▶ **WHAT TO DO**
1. Decide whether each statement below agrees with the SHBG passage. Answer yes or no for each, and quote the words of the passage that decide it.
(a) SHBG is produced by the liver.
(b) Hormones bound to SHBG are biologically active.
(c) A low SHBG level can signal insulin resistance.
2. Reproduce a section of the SHBG passage word for word. Begin at the words "SHBG stands for", and stop after the words "up and unavailable.".

▶ **GIVEN PASSAGE**
SHBG
Sex hormone binding globulin — the protein that controls how much of your testosterone and estrogen is actually available for your body to use.
SHBG is a carrier protein made by your liver. It binds to testosterone and estrogen, controlling how much of each is "free" and available. If SHBG is too high, your free testosterone drops even if total testosterone looks normal. If it's too low, it can signal insulin resistance.
What is the SHBG test?
SHBG stands for sex hormone binding globulin. It's a protein your liver makes that grabs onto testosterone and estrogen in your blood and carries them around. While hormones are bound to SHBG, your body can't use them — only the "free" portion is biologically active.
Think of SHBG like a taxi. The hormones sitting in the taxi aren't doing anything yet — only the ones that have gotten out can actually work. Your SHBG level tells you how many taxis are on the road, which directly affects how much usable testosterone and estrogen you have.
This is why you can have a perfectly "normal" total testosterone but still feel symptoms of low testosterone — if your SHBG is high, most of that testosterone is locked up and unavailable.

▶ **DATA TO EXAMINE**
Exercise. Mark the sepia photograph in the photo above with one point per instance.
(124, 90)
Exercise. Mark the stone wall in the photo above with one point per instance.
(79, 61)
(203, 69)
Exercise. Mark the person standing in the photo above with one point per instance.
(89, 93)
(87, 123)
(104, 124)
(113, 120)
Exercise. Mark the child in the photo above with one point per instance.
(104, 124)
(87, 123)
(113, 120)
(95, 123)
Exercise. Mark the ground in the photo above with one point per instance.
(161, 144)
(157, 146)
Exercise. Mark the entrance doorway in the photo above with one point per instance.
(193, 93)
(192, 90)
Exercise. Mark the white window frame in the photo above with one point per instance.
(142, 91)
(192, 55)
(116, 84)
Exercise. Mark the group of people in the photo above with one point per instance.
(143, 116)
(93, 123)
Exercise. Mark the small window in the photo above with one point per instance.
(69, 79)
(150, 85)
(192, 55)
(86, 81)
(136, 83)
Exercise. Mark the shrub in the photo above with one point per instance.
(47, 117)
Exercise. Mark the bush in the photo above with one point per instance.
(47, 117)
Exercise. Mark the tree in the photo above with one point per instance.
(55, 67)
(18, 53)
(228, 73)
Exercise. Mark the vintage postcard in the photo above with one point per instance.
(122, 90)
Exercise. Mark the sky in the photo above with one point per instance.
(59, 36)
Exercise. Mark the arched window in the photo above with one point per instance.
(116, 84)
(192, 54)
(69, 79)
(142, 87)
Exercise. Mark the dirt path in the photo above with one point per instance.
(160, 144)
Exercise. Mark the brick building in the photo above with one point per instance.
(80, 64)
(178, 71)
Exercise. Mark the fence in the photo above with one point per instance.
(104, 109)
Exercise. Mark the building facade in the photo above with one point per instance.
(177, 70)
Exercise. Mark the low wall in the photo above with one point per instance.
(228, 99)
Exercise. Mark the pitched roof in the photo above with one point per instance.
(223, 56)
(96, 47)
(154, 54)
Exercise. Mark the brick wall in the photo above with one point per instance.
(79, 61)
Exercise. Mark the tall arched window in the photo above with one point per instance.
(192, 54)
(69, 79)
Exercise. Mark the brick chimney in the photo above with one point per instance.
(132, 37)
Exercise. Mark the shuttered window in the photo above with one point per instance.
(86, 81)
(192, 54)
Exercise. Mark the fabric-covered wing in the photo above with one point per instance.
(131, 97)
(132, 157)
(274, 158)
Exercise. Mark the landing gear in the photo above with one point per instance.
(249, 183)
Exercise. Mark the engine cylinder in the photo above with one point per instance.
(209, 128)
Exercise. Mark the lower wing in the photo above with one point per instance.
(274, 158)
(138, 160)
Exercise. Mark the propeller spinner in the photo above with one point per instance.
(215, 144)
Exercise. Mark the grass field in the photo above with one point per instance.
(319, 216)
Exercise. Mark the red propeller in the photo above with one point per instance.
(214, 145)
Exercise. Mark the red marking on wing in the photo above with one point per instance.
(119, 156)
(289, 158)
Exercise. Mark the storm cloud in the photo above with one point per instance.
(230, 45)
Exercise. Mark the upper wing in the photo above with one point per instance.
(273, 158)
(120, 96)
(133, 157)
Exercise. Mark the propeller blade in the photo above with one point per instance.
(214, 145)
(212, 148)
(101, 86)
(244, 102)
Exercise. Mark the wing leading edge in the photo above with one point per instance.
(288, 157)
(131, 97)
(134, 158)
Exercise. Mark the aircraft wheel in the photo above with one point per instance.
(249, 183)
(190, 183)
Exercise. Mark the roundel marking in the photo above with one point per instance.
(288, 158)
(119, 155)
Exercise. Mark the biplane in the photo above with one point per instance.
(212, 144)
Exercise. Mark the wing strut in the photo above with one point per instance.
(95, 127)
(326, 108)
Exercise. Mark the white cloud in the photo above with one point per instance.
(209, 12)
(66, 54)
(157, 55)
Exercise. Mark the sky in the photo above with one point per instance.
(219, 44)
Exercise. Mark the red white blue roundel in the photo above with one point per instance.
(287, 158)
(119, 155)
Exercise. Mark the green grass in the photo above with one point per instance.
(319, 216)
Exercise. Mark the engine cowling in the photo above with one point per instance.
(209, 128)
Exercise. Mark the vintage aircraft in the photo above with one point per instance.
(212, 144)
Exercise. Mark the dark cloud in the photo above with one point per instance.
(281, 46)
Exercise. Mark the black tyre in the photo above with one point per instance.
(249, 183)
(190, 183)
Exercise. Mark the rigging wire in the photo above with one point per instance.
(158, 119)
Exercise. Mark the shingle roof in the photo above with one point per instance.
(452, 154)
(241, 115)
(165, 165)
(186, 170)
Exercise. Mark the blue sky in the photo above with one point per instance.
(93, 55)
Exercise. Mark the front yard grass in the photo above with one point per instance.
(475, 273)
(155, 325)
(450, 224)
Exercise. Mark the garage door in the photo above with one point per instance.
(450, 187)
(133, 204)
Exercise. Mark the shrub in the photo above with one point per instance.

▶ **SOLUTIONS TO THE TASKS**
1.
(a) Yes: "SHBG is a carrier protein made by your liver."
(b) No: "While hormones are bound to SHBG, your body can't use them — only the "free" portion is biologically active."
(c) Yes: "If it's too low, it can signal insulin resistance."

2.
SHBG stands for sex hormone binding globulin. It's a protein your liver makes that grabs onto testosterone and estrogen in your blood and carries them around. While hormones are bound to SHBG, your body can't use them — only the "free" portion is biologically active.
Think of SHBG like a taxi. The hormones sitting in the taxi aren't doing anything yet — only the ones that have gotten out can actually work. Your SHBG level tells you how many taxis are on the road, which directly affects how much usable testosterone and estrogen you have.
This is why you can have a perfectly "normal" total testosterone but still feel symptoms of low testosterone — if your SHBG is high, most of that testosterone is locked up and unavailable.